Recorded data
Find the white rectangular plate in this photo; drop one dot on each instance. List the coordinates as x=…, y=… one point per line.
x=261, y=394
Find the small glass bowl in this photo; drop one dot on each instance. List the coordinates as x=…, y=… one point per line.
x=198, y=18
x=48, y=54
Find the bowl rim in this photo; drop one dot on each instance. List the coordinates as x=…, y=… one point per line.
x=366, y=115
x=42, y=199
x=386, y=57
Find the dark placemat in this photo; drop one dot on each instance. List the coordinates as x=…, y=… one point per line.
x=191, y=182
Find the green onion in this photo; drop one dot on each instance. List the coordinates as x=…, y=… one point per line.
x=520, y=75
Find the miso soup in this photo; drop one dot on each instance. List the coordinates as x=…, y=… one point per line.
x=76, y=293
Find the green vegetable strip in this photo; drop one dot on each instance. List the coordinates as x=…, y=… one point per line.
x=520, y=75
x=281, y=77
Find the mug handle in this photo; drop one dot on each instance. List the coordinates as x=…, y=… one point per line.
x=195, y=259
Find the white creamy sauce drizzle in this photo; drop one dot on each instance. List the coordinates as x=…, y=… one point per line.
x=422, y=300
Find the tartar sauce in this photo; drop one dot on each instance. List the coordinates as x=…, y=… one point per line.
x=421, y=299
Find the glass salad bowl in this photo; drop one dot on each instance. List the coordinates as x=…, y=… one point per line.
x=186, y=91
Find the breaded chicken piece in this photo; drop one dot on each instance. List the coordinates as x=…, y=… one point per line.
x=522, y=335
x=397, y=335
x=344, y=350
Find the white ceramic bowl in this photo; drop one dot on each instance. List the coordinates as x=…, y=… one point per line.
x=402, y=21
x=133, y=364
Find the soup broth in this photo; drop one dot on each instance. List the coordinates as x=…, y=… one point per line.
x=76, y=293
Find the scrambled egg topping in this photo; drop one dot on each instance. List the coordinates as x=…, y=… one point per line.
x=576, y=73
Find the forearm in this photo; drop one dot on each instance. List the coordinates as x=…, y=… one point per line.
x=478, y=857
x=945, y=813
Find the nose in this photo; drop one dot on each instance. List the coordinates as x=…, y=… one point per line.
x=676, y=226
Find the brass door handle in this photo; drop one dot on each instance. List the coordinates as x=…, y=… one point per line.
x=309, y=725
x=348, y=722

[WORK INSTRUCTION] Go through the records and set every one down exactly.

[RESPONSE BOX]
Find the white rectangular plate in this photo; drop one dot on each instance. List the coordinates as x=…, y=… one point per line.
x=261, y=394
Find the small glass bowl in this photo; drop one dot on each instance. List the coordinates as x=…, y=… one point per line.
x=198, y=18
x=48, y=54
Find the bowl rim in this photo; drop one dot on each instance. List the coordinates as x=…, y=… one point per line.
x=366, y=115
x=42, y=199
x=386, y=57
Find the dark placemat in this photo; drop one dot on each instance. List the coordinates as x=…, y=… one point per line.
x=191, y=182
Find the green onion in this photo; drop one dot on each instance. List the coordinates as x=…, y=… one point per line.
x=520, y=75
Find the miso soup in this photo; drop one dot on each instance. List the coordinates as x=…, y=… one point per line.
x=76, y=293
Find the green vegetable strip in this photo; drop one dot on each instance. List the coordinates as x=…, y=… one point per line.
x=520, y=75
x=281, y=77
Find the mug handle in this photo; drop one dot on each instance. List the coordinates as x=…, y=… one point per line.
x=195, y=259
Find the white creamy sauce drizzle in this photo; drop one dot on each instance. List the coordinates as x=…, y=… one point per line.
x=422, y=300
Find the tartar sauce in this photo; drop one dot on each instance. List the coordinates as x=…, y=… one point per line.
x=421, y=299
Find the glass salad bowl in this photo; drop one dot on each instance. List the coordinates as x=…, y=… one point per line.
x=186, y=91
Find the breaded chicken piece in this photo; drop one dot on each instance. List the coordinates as x=…, y=… one point per line.
x=522, y=335
x=397, y=335
x=344, y=350
Find the white ceramic bowl in this photo; drop one dot on each instance. List the coordinates as x=…, y=… one point per line.
x=402, y=21
x=133, y=364
Find the soup broth in this photo; drop one dot on each instance. List the coordinates as x=…, y=… one point per line.
x=76, y=293
Find the scrambled egg topping in this photo; drop one dot on each instance. List the coordinates as x=…, y=… one point per line.
x=576, y=73
Find the forearm in this photo; drop one dot on each instance. List the coordinates as x=…, y=… one point per line.
x=478, y=857
x=945, y=813
Find the nose in this photo; drop one dot on each instance. List the coordinates as x=…, y=… one point per line.
x=676, y=226
Find the brass door handle in this photo; drop one dot on each instance. List the coordinates as x=…, y=… one point per line.
x=309, y=725
x=348, y=722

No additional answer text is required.